Objectif fixé 1: Renvoie chaque ligne de la liste qui contient le mot « granite ».

Extrait choisi:
================

Portée par député Ian Boucard Les Républicains - Territoire de Belfort

Le député Ian Boucard appelle l’attention de la ministre de la Transition énergétique sur l’introduction souhaitable en France de la norme V2H (Vehicle-To-Home), qui permet aux véhicules de réinjecter l’électricité stockée dans leurs batteries dans le réseau électrique ou directement dans leur foyer. Ces batteries pourraient compenser les pics de consommation ou fournir de l’énergie en situation d’urgence.

La réponse de la ministre reste très générale, rappelant que l’électromobilité constitue une des priorités du Gouvernement et que, pour atteindre la neutralité carbone en 2050, l’État engage résolument la transition pour tous les modes de transports, notamment le développement des véhicules électriques nécessitant l’installation de bornes de recharge. Elle cite plusieurs études, dont celles de RTE et d’ENEDIS, confirmant que l’adaptation nécessaire du réseau restera contenue d’ici 2035 et au-delà, moyennant de simples mesures de pilotage telles que les recharges de nuit, qui permettront d’en limiter l’impact sur le réseau. Elle admet que les technologies de recharge bidirectionnelle appelées V2X (V2H, V2B et V2G, Vehicle to Home, Build et Grid) apportent encore plus de flexibilité aux réseaux électriques et que des projets de recherche et développement sont en cours pour les améliorer, en particulier le projet EVVE porté par DREEV, filiale d’EDF. Le Gouvernement est favorable à l’utilisation des technologies de recharge bidirectionnelle dès lors que les normes et protocoles de communication sécurisés seront définis.

Le pilotage de recharge électrique du véhicule électrique

Dans son rapport de 2019 sur les « enjeux du développement de l’électromobilité pour le système électrique1 », RTE, gestionnaire du réseau de transport d’électricité français, indiquait qu’un véhicule particulier était utilisé seulement 4 % du temps et que moins de 10 % du parc de véhicule était en circulation même lors des périodes de trafic routier les plus chargées. Dès lors, un véhicule est majoritairement un objet statique et, à de rares exceptions près comme un trajet long sur autoroute, la recharge des véhicules électriques peut être pilotée sans impact sur la mobilité. Les véhicules électriques offrent donc bien une solution de flexibilité au système électrique.

On appelle « pilotage de la recharge » le fait de moduler la puissance de manière dite « intelligente » :

  • La recharge sur signal tarifaire consiste à l’asservir à des tarifs avantageux, en l’effectuant par exemple de nuit plutôt qu’en journée.
  • La recharge unidirectionnelle (V1G) peut être modulée dans le temps ou programmée sur un signal dynamique. Par exemple celui des émissions de CO2 de la production électrique en temps réel, la recharge s’interrompant lorsque le recours aux énergies fossiles dépasse un certain seuil.
  • Recharge bidirectionnelle (V2G – Vehicule to Grid / V2H – Vehicule to Home / V2B – Vehicule to Building ou V2X pour couvrir l’ensemble des possibilités) : la batterie peut prélever de l’électricité sur le réseau mais également en réinjecter sur le réseau public (V2G) ou sur le réseau électrique de la maison (V2H) ou de l’immeuble (V2B).

================

Données affichées:

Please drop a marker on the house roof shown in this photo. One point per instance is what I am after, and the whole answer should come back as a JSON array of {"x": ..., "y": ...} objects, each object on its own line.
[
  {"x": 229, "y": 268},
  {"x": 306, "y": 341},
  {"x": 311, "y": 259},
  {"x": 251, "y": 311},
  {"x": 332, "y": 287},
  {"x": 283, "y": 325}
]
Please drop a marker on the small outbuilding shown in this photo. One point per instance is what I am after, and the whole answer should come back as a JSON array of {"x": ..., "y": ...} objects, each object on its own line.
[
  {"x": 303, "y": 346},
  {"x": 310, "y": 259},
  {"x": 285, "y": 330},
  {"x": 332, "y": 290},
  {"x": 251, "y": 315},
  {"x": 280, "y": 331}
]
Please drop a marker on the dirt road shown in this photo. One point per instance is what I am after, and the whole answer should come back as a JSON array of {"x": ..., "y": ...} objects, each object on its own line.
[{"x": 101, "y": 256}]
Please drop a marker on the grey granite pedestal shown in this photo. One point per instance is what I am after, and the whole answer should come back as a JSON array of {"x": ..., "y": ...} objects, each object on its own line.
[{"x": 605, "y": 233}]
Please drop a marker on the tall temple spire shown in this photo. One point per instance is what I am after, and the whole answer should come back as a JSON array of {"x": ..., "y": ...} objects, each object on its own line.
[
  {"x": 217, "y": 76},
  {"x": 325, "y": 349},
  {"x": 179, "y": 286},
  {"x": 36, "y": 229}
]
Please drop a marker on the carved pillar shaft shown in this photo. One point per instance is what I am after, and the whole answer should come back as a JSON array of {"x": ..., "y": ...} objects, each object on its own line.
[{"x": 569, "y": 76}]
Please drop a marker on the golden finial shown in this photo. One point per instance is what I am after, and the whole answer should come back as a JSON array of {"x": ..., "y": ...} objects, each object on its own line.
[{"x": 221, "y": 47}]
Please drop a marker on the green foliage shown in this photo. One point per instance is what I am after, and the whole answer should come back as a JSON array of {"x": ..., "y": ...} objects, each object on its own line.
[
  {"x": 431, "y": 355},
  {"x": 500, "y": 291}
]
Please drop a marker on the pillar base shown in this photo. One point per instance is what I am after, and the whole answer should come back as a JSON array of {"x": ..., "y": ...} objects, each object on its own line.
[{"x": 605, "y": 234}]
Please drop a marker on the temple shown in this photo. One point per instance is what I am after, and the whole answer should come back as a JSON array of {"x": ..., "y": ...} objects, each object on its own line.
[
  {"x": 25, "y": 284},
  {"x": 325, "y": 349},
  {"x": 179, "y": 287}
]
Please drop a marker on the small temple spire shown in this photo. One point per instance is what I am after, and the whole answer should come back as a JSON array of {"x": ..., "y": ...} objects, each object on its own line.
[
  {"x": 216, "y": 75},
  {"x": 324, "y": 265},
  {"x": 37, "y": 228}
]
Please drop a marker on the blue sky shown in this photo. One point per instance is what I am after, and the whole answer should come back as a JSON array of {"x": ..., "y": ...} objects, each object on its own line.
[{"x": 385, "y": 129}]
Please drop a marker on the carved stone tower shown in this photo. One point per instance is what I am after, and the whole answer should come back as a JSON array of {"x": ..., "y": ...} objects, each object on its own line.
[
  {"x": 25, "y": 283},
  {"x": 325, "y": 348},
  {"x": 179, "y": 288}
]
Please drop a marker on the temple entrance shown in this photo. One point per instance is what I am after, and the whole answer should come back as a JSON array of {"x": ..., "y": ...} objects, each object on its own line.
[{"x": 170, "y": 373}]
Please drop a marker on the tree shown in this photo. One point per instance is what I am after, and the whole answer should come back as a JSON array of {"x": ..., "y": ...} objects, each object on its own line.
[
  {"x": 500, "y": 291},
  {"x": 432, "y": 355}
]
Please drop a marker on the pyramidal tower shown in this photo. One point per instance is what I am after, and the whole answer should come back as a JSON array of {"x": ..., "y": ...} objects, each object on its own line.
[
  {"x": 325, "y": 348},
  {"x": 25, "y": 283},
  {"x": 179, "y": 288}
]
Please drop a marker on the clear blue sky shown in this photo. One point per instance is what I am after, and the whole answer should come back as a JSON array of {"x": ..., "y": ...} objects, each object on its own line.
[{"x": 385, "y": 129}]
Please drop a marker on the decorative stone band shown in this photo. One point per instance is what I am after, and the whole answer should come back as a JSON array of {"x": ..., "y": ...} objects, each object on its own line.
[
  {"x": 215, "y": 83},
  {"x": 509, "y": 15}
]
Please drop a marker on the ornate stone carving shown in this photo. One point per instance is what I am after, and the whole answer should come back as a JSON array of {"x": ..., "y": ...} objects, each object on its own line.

================

Objectif fixé 2: Résume l'extrait choisi en deux phrases.

Résultat attendu 1:
Please drop a marker on the grey granite pedestal shown in this photo. One point per instance is what I am after, and the whole answer should come back as a JSON array of {"x": ..., "y": ...} objects, each object on its own line.

Résultat attendu 2: Le député Ian Boucard interroge la ministre de la Transition énergétique sur l'introduction en France de la norme V2H, qui permet aux véhicules de réinjecter l'électricité de leurs batteries dans le réseau ou dans leur foyer, et la ministre répond que le Gouvernement est favorable à la recharge bidirectionnelle dès que les normes et protocoles de communication sécurisés seront définis. Selon RTE, un véhicule particulier n'est utilisé que 4 % du temps, si bien que sa recharge peut, à de rares exceptions près, être pilotée sans impact sur la mobilité, que ce soit sur signal tarifaire, de façon unidirectionnelle (V1G) ou de façon bidirectionnelle (V2X).